[Pointing records]
———
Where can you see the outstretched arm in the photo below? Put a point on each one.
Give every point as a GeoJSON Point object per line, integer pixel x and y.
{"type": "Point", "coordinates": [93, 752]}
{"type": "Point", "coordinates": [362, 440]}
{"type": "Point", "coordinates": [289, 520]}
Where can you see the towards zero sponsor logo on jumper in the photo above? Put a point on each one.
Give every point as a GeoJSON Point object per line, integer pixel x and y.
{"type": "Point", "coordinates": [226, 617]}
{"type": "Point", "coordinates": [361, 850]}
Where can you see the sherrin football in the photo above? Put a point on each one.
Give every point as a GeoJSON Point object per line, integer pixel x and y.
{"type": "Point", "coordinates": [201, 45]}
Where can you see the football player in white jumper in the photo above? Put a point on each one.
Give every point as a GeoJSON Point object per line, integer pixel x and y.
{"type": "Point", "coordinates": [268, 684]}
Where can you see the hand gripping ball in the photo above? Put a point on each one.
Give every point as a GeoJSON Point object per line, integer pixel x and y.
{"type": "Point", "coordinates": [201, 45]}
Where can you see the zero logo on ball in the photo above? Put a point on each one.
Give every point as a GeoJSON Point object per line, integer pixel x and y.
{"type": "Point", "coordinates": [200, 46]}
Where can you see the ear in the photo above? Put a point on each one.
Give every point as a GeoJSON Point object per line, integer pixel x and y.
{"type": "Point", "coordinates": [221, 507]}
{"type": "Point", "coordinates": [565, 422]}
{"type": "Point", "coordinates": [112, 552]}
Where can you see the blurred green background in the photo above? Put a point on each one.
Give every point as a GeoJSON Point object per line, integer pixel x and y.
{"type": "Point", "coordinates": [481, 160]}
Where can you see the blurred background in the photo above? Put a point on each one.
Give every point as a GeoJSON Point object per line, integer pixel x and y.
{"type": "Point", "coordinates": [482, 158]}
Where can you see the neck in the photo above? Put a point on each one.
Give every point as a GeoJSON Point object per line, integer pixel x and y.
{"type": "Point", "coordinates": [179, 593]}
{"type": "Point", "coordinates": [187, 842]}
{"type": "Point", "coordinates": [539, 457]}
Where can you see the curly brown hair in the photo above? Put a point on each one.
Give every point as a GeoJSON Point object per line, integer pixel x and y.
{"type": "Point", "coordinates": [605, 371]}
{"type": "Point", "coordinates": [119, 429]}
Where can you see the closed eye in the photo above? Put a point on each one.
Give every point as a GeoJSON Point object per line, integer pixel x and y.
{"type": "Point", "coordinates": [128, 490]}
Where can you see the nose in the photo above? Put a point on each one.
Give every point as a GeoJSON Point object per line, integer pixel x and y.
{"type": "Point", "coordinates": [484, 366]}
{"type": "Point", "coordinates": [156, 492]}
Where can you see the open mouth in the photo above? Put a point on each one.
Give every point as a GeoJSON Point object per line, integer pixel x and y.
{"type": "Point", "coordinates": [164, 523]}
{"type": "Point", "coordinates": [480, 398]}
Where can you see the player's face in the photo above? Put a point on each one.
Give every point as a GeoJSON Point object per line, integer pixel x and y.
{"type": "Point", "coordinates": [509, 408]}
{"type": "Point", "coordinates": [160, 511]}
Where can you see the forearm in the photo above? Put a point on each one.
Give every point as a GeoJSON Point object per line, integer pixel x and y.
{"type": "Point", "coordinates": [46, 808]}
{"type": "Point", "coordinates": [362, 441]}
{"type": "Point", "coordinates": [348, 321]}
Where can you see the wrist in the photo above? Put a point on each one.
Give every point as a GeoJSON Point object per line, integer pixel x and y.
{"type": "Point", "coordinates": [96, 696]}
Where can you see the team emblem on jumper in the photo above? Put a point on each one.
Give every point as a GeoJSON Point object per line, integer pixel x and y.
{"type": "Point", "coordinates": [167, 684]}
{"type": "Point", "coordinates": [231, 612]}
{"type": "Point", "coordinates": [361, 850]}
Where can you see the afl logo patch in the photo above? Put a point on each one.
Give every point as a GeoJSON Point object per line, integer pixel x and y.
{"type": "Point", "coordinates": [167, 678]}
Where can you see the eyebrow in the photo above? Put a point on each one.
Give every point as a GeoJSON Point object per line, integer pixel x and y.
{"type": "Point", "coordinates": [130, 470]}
———
- THE TASK:
Can you write out the records again from the line containing "Where can you see the player's" through the end, replacing "forearm" with "lower arm" and leaving everything else unchanged?

- SOLUTION FOR THIS EXERCISE:
Where can you see the player's face in the photo above? Put a point on each one.
Give every point as a GeoJSON Point object per line, integer pixel x and y.
{"type": "Point", "coordinates": [509, 408]}
{"type": "Point", "coordinates": [160, 511]}
Where can you see the lower arm in the photo above? Put a point on each one.
Give every point as a GeoJSON Point object per line, integer pixel x and y.
{"type": "Point", "coordinates": [46, 808]}
{"type": "Point", "coordinates": [362, 441]}
{"type": "Point", "coordinates": [348, 321]}
Where can you see the wrist in the photo above? Put a point on each one.
Give every point as a GeoJSON Point object per line, integer pixel x and y.
{"type": "Point", "coordinates": [96, 696]}
Where can you see the team emblem on jumper in the photo above? Put a point on each one.
Give every point as a GeoJSON Point object per line, integer pixel x and y.
{"type": "Point", "coordinates": [167, 684]}
{"type": "Point", "coordinates": [231, 612]}
{"type": "Point", "coordinates": [361, 850]}
Where can you see the afl logo patch in the photo above? Put a point on each one.
Give every point as a GeoJSON Point object per line, integer pixel x and y.
{"type": "Point", "coordinates": [167, 678]}
Where can you see the eyebrow in the photo above? Put a point on each one.
Give every point as a GeoJSON Point object per line, integer pixel x and y.
{"type": "Point", "coordinates": [130, 470]}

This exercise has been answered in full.